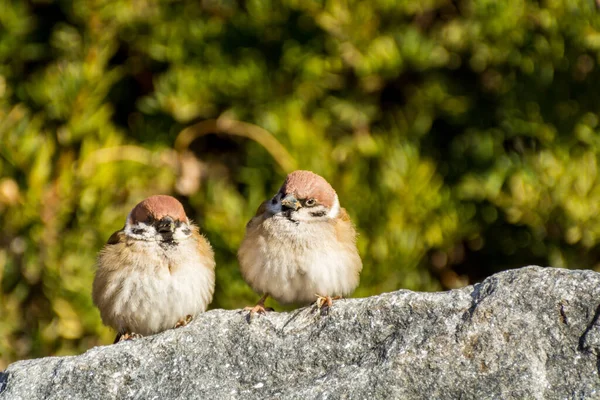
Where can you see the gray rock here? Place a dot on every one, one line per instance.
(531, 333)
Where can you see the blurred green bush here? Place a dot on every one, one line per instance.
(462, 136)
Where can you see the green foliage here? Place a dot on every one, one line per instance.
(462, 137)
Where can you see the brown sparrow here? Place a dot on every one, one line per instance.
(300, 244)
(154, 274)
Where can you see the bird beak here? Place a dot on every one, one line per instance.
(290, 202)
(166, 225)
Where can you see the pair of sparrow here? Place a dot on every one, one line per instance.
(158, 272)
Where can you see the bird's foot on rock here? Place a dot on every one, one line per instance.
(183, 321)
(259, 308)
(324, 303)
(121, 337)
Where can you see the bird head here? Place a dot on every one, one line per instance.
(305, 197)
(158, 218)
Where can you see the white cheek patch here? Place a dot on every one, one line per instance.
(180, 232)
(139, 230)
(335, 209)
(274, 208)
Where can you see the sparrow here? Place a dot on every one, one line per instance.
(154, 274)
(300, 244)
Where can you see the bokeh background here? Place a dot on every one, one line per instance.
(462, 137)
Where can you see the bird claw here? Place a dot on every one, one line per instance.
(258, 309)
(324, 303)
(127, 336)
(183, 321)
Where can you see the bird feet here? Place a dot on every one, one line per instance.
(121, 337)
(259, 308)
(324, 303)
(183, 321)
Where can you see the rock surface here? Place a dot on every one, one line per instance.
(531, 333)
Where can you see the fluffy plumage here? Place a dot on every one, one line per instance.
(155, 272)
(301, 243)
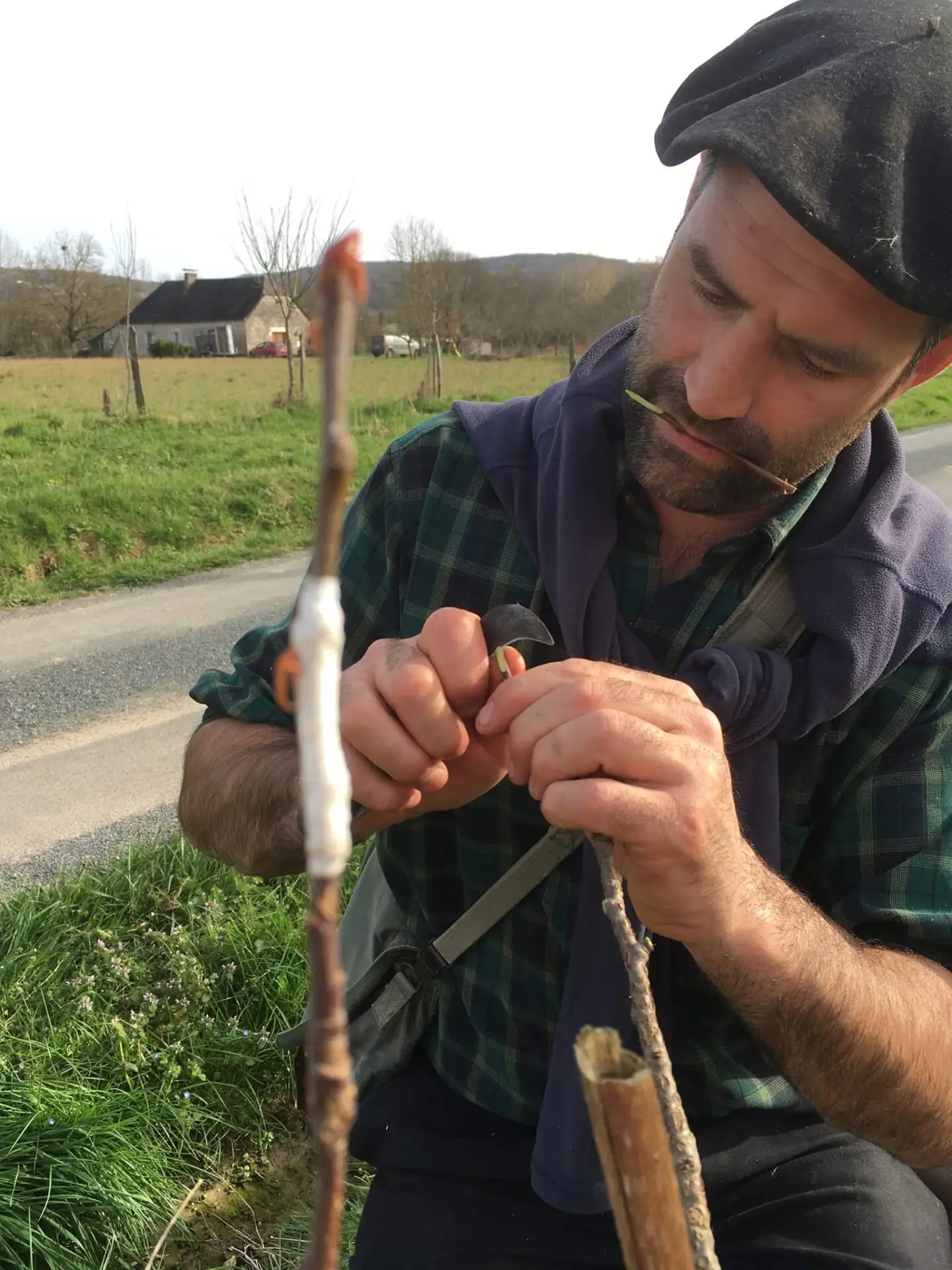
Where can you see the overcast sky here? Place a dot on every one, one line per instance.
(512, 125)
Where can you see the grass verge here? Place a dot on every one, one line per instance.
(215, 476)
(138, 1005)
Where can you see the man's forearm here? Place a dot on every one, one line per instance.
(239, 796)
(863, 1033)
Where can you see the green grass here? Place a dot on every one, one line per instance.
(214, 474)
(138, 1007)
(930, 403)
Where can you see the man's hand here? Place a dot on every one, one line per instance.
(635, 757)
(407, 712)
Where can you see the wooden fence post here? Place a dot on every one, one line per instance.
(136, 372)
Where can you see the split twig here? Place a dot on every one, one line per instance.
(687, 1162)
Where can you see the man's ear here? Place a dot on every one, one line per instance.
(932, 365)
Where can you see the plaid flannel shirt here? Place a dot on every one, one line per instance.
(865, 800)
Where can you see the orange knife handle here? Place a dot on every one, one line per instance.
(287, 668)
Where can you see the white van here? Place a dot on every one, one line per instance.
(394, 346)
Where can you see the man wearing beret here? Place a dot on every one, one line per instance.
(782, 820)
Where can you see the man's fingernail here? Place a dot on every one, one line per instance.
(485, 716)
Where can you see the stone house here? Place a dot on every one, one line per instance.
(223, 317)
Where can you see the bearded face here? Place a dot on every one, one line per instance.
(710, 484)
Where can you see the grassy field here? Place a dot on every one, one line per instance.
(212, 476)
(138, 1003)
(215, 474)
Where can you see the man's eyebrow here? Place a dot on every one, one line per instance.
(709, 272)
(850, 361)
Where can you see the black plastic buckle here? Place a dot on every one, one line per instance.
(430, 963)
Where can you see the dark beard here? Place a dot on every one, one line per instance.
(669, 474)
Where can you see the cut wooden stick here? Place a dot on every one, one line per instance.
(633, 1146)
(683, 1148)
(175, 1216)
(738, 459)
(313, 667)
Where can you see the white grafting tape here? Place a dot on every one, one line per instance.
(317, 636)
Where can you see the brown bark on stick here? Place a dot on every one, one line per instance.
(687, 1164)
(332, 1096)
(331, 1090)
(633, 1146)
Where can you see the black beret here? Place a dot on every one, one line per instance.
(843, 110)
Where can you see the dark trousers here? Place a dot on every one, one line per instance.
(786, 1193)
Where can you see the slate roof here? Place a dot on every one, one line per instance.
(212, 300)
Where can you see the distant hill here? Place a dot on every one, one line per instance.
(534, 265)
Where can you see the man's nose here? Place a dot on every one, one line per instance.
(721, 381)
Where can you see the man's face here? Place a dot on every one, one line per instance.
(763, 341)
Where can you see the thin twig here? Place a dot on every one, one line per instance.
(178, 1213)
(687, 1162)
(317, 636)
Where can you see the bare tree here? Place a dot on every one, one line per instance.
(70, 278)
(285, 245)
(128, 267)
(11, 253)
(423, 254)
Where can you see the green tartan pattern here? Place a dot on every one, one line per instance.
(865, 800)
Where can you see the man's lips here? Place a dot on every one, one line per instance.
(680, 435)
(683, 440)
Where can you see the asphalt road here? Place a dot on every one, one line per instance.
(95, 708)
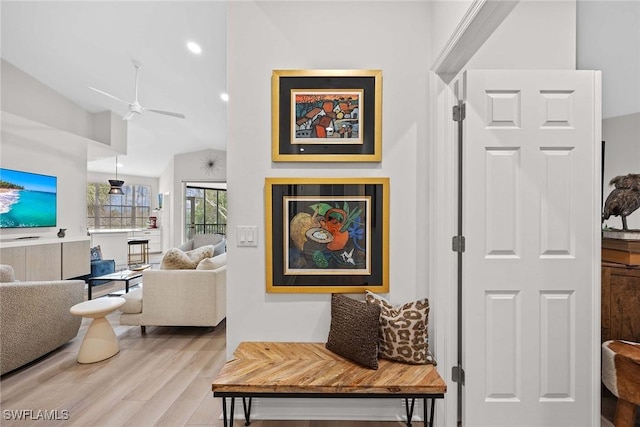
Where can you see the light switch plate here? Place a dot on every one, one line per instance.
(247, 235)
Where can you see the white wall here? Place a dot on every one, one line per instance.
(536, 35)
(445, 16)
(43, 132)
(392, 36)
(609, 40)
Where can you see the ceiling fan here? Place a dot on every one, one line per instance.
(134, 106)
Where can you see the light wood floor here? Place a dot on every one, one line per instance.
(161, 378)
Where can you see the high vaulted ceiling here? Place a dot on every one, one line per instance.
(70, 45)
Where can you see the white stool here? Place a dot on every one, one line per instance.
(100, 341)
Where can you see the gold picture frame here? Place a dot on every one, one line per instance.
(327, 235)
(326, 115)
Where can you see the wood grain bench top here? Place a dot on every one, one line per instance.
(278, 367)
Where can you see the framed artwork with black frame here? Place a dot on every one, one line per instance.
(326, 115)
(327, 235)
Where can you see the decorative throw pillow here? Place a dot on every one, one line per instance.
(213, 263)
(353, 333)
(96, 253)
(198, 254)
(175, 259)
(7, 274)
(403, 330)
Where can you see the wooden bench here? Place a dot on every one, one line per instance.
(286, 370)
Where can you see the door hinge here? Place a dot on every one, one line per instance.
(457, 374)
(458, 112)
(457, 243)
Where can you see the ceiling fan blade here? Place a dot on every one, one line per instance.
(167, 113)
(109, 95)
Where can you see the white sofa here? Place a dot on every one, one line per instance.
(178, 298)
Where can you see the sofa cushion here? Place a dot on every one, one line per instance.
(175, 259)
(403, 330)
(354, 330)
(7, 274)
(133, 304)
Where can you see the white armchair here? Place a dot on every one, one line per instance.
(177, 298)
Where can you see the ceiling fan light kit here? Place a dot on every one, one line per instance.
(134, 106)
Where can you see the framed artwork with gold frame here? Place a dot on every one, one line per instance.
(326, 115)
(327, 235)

----------

Short task: Take the line that contains "Where can you see the white sofa" and every line after it through the end of the listing above, and repeat them exactly.

Answer below:
Where can you see the white sofa here? Place a dot on every one, one line per instance.
(178, 298)
Where can you see the sofa cushion here? Place a dot on every one, one line per instance.
(175, 259)
(403, 330)
(354, 330)
(7, 274)
(133, 304)
Where can you see the white armchair here? Place a dot on every one, one line per instance.
(177, 298)
Where can you see the ceiling fan light kit here? Place a dot on every one, one line per instance.
(134, 106)
Where can you see the framed artwork with gold frame here? Place a dot on every one, one line per instance.
(326, 115)
(327, 235)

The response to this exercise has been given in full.